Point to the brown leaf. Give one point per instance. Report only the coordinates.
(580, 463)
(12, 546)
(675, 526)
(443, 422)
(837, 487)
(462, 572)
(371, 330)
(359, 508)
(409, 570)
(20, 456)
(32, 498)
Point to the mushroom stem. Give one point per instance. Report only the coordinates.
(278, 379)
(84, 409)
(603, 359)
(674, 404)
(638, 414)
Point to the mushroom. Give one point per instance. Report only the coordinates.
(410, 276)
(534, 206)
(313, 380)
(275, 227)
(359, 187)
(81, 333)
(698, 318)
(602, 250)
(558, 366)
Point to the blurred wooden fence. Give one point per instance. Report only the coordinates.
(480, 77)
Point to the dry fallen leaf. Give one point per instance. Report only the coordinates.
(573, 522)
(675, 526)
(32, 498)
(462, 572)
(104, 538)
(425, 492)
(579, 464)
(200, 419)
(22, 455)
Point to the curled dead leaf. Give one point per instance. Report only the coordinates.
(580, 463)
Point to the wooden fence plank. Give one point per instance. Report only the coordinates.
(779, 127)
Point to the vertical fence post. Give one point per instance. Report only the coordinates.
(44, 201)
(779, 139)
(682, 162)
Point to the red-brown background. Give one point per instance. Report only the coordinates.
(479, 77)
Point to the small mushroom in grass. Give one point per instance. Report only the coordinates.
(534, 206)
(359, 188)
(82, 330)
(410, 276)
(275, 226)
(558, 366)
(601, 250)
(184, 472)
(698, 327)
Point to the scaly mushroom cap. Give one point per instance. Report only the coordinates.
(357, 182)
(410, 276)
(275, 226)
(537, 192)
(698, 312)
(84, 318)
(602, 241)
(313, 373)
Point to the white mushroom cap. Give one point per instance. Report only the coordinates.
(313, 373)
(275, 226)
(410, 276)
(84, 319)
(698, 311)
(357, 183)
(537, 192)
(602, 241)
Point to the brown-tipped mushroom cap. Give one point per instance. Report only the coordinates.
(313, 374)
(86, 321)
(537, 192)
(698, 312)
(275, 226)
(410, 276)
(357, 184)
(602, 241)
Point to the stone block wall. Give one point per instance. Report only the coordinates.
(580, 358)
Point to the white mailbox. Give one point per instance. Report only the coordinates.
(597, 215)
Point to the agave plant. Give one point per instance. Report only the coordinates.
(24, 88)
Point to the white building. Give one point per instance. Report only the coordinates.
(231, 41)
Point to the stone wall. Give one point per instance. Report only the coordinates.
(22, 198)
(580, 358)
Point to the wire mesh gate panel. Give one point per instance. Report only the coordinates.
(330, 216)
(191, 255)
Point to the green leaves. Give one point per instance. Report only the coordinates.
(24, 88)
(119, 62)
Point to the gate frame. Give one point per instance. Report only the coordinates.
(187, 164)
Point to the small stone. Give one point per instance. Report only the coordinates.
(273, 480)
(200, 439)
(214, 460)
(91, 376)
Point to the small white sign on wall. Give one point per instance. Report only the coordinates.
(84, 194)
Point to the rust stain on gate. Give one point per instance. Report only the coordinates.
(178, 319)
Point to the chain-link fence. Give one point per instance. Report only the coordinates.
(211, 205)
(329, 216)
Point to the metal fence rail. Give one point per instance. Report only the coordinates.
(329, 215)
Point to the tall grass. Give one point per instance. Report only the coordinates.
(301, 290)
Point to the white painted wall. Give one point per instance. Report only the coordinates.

• • • • • • •

**REQUIRED WORK**
What you return must be the entries, given again word for word.

**REPLY**
Point to the brown leaf. Give one point per instance. Report only the coordinates.
(580, 463)
(12, 546)
(675, 526)
(443, 422)
(837, 487)
(462, 572)
(371, 330)
(359, 508)
(409, 570)
(20, 456)
(32, 498)
Point to the mushroom stem. Give one point per instance. Report only the coordinates.
(278, 379)
(84, 409)
(603, 359)
(674, 404)
(638, 414)
Point to the mushroom. Give one point per instance. Report only the coordinates.
(410, 276)
(534, 206)
(313, 380)
(275, 227)
(359, 187)
(81, 333)
(698, 318)
(602, 250)
(558, 366)
Point to the blurred wooden fence. Give one point per instance. Report only the coordinates.
(480, 77)
Point to the dry fallen leaf. Give one point per instance. Report only the coordinates.
(573, 522)
(675, 526)
(32, 498)
(462, 572)
(104, 538)
(425, 492)
(579, 464)
(200, 419)
(22, 455)
Point to the curled dead leaf. Give one point per instance. Report only the coordinates.
(580, 463)
Point to the wooden fence plank. Give one point per instance. Report only the coordinates.
(779, 127)
Point to the vertical fence post. Give one point per instance. Report only the coordinates.
(44, 201)
(779, 139)
(682, 162)
Point to the red-brown background. Give one point per instance. Report only the coordinates.
(479, 77)
Point to the small mushroom in grass. Give one point per instance. Report only the coordinates.
(534, 206)
(359, 188)
(82, 330)
(410, 276)
(275, 226)
(558, 366)
(601, 250)
(184, 472)
(698, 327)
Point to the scaly mushroom cap. Give one point per instance. Report only the coordinates.
(357, 182)
(410, 276)
(275, 226)
(537, 192)
(698, 312)
(84, 318)
(602, 241)
(313, 373)
Point to the white mushroom cap. Give one point per instance. Report only the coordinates.
(313, 373)
(275, 226)
(410, 276)
(84, 319)
(698, 311)
(357, 183)
(537, 192)
(602, 241)
Point to the brown-tipped mushroom cap. Give one point per instance. Report only the coordinates.
(313, 374)
(86, 321)
(537, 192)
(698, 312)
(275, 226)
(410, 276)
(357, 184)
(602, 241)
Point to the stone block wall. Give one point per instance. Report only the coordinates.
(580, 358)
Point to the white mailbox. Give one point per instance. Report only the coordinates.
(597, 215)
Point to the agave plant. Give one point per instance. Report only the coordinates.
(24, 88)
Point to the white building. Give one point per instance. Report only the coordinates.
(231, 41)
Point to the stone wall. Give one point per instance. Report only the coordinates.
(22, 198)
(580, 358)
Point to the wire mesh gate panel. Give one point per instance. Report only the coordinates.
(330, 216)
(191, 255)
Point to the green leaves. Give one point per instance. Report only the coordinates.
(24, 88)
(119, 62)
Point to the gate frame. Give one point per instance. Report only the coordinates.
(187, 164)
Point to the small stone. Give one point per instance. Report only the coordinates.
(273, 480)
(200, 439)
(214, 460)
(91, 376)
Point to the small white sign on wall. Give one point per instance. Report only the coordinates.
(84, 194)
Point to the rust stain on gate. Give one point per instance. Report only the coordinates.
(178, 319)
Point to the chain-link fence. Give one point per instance. Report only the coordinates.
(211, 205)
(329, 216)
Point to the metal fence rail. Give one point per instance. Report only the coordinates.
(329, 215)
Point to the tall grass. Give one point per instance. Report only the coordinates.
(301, 290)
Point to the white painted wall. Give one point per instance. Report only the coordinates.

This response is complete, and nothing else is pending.